Task directions
Please rewrite the data below with every "Seedling-scouting request" swapped for "Photo-tagging request", leaving everything else the same and omitting the pictures.

Supplied information
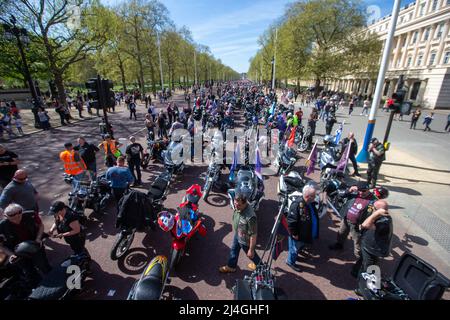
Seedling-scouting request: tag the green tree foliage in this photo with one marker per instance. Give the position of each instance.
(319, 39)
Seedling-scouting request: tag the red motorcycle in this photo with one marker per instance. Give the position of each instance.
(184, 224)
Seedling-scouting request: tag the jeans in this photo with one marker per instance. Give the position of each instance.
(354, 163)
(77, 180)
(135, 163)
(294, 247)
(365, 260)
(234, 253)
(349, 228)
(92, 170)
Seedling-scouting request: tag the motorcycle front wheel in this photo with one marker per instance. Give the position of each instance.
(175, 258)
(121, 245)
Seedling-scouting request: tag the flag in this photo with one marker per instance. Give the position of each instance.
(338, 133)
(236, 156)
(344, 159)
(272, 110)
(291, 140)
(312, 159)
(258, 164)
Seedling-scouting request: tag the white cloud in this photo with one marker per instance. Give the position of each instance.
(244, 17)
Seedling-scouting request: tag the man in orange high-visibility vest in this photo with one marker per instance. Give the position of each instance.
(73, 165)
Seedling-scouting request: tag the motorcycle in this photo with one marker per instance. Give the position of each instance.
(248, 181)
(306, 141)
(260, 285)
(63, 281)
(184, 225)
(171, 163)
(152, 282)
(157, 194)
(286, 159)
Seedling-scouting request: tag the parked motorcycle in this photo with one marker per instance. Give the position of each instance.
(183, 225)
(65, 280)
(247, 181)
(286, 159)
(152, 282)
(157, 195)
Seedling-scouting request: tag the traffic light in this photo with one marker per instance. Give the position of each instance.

Task answer
Photo-tagging request: tag the green tree foliage in this photo with one marker per instance. Give the position of each instance.
(319, 39)
Photo-tagging request: tag the red motorcycle in this photo with one marker per instance. Give the position of each instance.
(184, 224)
Photo-tagging request: tag the jeans in this photo with one marker per instance. Give the position of each instance.
(354, 163)
(77, 180)
(135, 163)
(294, 247)
(365, 260)
(234, 253)
(349, 228)
(92, 170)
Photo-tagging request: tag the motorcycle front wheel in this photo with one marker per instance. Give the position of each instance.
(175, 258)
(121, 245)
Photo-tagging request: tag the flag in this photo with one marker per instance. Give the position of each instance.
(338, 133)
(236, 156)
(344, 159)
(272, 110)
(291, 140)
(312, 159)
(258, 164)
Photo-tagging request: tag the white cloud in this photo with one marker per instance. Give the position of each instance.
(244, 17)
Photo-tagging request: tag the man in orange high-visibility vest in this photo with one marker per instance. Give the position of each instance.
(73, 165)
Photo-tagging request: tag the motorcycle in this photo with one marker per instance. Give the position of each instance.
(248, 181)
(306, 141)
(260, 285)
(63, 281)
(184, 225)
(171, 163)
(152, 282)
(157, 194)
(286, 159)
Photo-tagging request: tag the parked motorcycle in this photo with one marker per instance. Give the position of each instance.
(183, 225)
(65, 280)
(247, 181)
(286, 159)
(152, 282)
(157, 195)
Photo-tagging request: tag the traffic light in this photo with one marker per instance. Give the position of each instance.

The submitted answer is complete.